→ **TASK DATA**

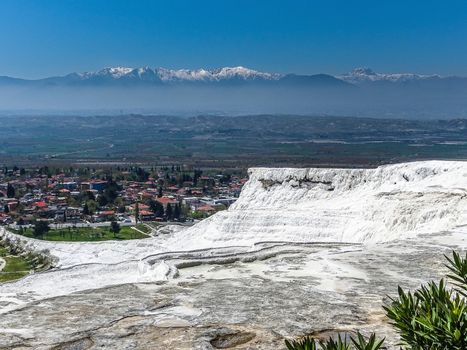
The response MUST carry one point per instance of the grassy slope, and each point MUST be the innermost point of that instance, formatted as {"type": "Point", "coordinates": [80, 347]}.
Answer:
{"type": "Point", "coordinates": [15, 268]}
{"type": "Point", "coordinates": [89, 234]}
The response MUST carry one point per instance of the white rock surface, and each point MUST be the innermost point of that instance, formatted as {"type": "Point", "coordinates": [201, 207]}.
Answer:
{"type": "Point", "coordinates": [339, 205]}
{"type": "Point", "coordinates": [302, 241]}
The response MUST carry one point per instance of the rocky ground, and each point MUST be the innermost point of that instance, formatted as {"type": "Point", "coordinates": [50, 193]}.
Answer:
{"type": "Point", "coordinates": [250, 304]}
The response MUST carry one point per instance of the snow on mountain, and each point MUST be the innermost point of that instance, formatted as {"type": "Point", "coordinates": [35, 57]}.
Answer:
{"type": "Point", "coordinates": [170, 75]}
{"type": "Point", "coordinates": [339, 205]}
{"type": "Point", "coordinates": [364, 75]}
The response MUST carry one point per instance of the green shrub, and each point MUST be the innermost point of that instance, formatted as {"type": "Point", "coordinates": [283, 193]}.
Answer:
{"type": "Point", "coordinates": [434, 317]}
{"type": "Point", "coordinates": [361, 343]}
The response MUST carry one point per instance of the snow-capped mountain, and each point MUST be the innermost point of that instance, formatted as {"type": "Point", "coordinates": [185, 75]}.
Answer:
{"type": "Point", "coordinates": [182, 75]}
{"type": "Point", "coordinates": [365, 75]}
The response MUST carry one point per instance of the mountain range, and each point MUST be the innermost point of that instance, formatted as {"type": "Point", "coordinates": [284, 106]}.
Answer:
{"type": "Point", "coordinates": [125, 75]}
{"type": "Point", "coordinates": [240, 90]}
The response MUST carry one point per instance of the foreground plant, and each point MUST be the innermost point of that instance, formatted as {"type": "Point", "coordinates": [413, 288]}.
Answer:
{"type": "Point", "coordinates": [361, 343]}
{"type": "Point", "coordinates": [434, 317]}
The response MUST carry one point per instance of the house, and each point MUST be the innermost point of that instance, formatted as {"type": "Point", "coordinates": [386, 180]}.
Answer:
{"type": "Point", "coordinates": [166, 201]}
{"type": "Point", "coordinates": [146, 215]}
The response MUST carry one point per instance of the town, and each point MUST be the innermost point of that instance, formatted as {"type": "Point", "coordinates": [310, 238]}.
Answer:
{"type": "Point", "coordinates": [110, 197]}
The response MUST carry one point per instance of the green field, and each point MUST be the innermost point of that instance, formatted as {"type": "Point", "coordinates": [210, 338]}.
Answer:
{"type": "Point", "coordinates": [15, 268]}
{"type": "Point", "coordinates": [88, 234]}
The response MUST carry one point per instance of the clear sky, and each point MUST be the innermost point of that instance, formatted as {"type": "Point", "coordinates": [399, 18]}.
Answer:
{"type": "Point", "coordinates": [52, 37]}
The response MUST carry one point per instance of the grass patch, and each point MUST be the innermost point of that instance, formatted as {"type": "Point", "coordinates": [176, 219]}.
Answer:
{"type": "Point", "coordinates": [16, 266]}
{"type": "Point", "coordinates": [143, 228]}
{"type": "Point", "coordinates": [11, 276]}
{"type": "Point", "coordinates": [87, 234]}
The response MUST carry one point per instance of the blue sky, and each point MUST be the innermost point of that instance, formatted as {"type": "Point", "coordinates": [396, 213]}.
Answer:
{"type": "Point", "coordinates": [51, 37]}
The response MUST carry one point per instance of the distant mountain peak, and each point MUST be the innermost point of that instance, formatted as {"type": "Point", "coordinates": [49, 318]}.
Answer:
{"type": "Point", "coordinates": [364, 74]}
{"type": "Point", "coordinates": [363, 71]}
{"type": "Point", "coordinates": [180, 75]}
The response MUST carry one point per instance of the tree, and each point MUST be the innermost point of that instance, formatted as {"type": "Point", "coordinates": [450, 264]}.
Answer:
{"type": "Point", "coordinates": [85, 209]}
{"type": "Point", "coordinates": [434, 317]}
{"type": "Point", "coordinates": [136, 212]}
{"type": "Point", "coordinates": [177, 211]}
{"type": "Point", "coordinates": [40, 228]}
{"type": "Point", "coordinates": [115, 228]}
{"type": "Point", "coordinates": [169, 212]}
{"type": "Point", "coordinates": [156, 208]}
{"type": "Point", "coordinates": [10, 191]}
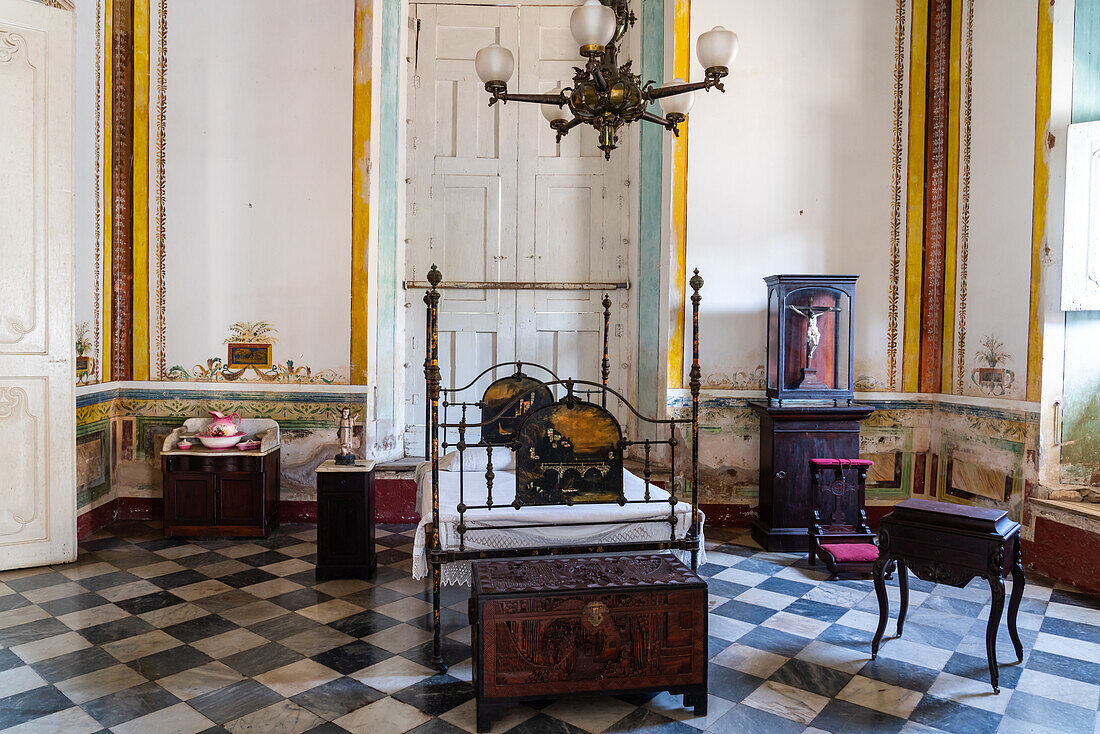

→ **TO DO**
Rewrite the data above with every "innermost" replaced by "central" and nothing else changed. Leave the pictures out.

→ **EXERCISE ANSWER**
The response MUST carry one point per instance of the grassy slope, and each point MUST be the central point of that instance, formatted as {"type": "Point", "coordinates": [80, 347]}.
Answer:
{"type": "Point", "coordinates": [15, 268]}
{"type": "Point", "coordinates": [89, 234]}
The response MUST carry one point per instance of the white rock surface, and each point MUST be the central point of that instance, formatted as {"type": "Point", "coordinates": [201, 207]}.
Answer:
{"type": "Point", "coordinates": [339, 205]}
{"type": "Point", "coordinates": [302, 241]}
The response MUST carry one point per instance of the rocky ground, and each point MUST be the central point of that instance, formatted as {"type": "Point", "coordinates": [50, 193]}.
Answer:
{"type": "Point", "coordinates": [250, 304]}
The response MUST carry one point per instance of the snow on mountain, and each point MUST be the central point of that instance, formatted as {"type": "Point", "coordinates": [35, 57]}.
Answer:
{"type": "Point", "coordinates": [170, 75]}
{"type": "Point", "coordinates": [339, 205]}
{"type": "Point", "coordinates": [364, 75]}
The response MUST carry one point per instance of the green shrub, and each point MUST be the central point of that instance, formatted as {"type": "Point", "coordinates": [283, 193]}.
Answer:
{"type": "Point", "coordinates": [434, 317]}
{"type": "Point", "coordinates": [361, 343]}
The response MUST carry one point per instance of the snow-capped mountain, and each point MUST be the central point of that instance, formatted as {"type": "Point", "coordinates": [185, 75]}.
Answer:
{"type": "Point", "coordinates": [182, 75]}
{"type": "Point", "coordinates": [365, 75]}
The response MUST carry one point per instance of the mountain range, and each point MUST be the central point of that instance, formatted as {"type": "Point", "coordinates": [284, 106]}.
Answer:
{"type": "Point", "coordinates": [125, 75]}
{"type": "Point", "coordinates": [240, 90]}
The response MUST carry one point per instance of the foreground plant, and each point MUST be the central point of that instance, formatted as {"type": "Point", "coordinates": [413, 288]}.
Answer:
{"type": "Point", "coordinates": [361, 343]}
{"type": "Point", "coordinates": [434, 317]}
The response MUST carry one point per instance of the house, and each point MUST be the central point of that instance, formatted as {"type": "Point", "coordinates": [386, 180]}.
Answer:
{"type": "Point", "coordinates": [166, 201]}
{"type": "Point", "coordinates": [146, 215]}
The response MUST carry one point per instance of the town, and each point MUST be the central point of that instance, formatted as {"type": "Point", "coordinates": [310, 238]}.
Answer:
{"type": "Point", "coordinates": [110, 197]}
The response MUST carry one point per instance of the green field, and each point MUST be the central point of that instance, formatted as {"type": "Point", "coordinates": [210, 338]}.
Answer:
{"type": "Point", "coordinates": [15, 268]}
{"type": "Point", "coordinates": [88, 234]}
The response MUST carry one point per instance of the clear sky, and each point MUST be the central point of that instance, formatted as {"type": "Point", "coordinates": [399, 18]}.
Answer:
{"type": "Point", "coordinates": [52, 37]}
The response MUST carry one point per instance of the grass patch, and each point MUST be the central point of that instance, formatted as {"type": "Point", "coordinates": [176, 219]}.
Answer:
{"type": "Point", "coordinates": [16, 266]}
{"type": "Point", "coordinates": [143, 228]}
{"type": "Point", "coordinates": [11, 276]}
{"type": "Point", "coordinates": [87, 234]}
The response MUST carry one point per instance of the blue sky, and each point MUST be the central point of that instance, formatted as {"type": "Point", "coordinates": [396, 213]}.
Answer:
{"type": "Point", "coordinates": [51, 37]}
The response MUST carry one point per instance of the distant mountain peak, and each point MUST be the central point of that instance, formatted as {"type": "Point", "coordinates": [49, 318]}.
Answer:
{"type": "Point", "coordinates": [364, 74]}
{"type": "Point", "coordinates": [363, 71]}
{"type": "Point", "coordinates": [180, 75]}
The response MUST carry one point per instance of the tree, and each point MUST be the central point of that instance, formatted as {"type": "Point", "coordinates": [450, 264]}.
Answer:
{"type": "Point", "coordinates": [85, 209]}
{"type": "Point", "coordinates": [434, 317]}
{"type": "Point", "coordinates": [136, 212]}
{"type": "Point", "coordinates": [177, 211]}
{"type": "Point", "coordinates": [40, 228]}
{"type": "Point", "coordinates": [115, 228]}
{"type": "Point", "coordinates": [169, 212]}
{"type": "Point", "coordinates": [156, 208]}
{"type": "Point", "coordinates": [10, 191]}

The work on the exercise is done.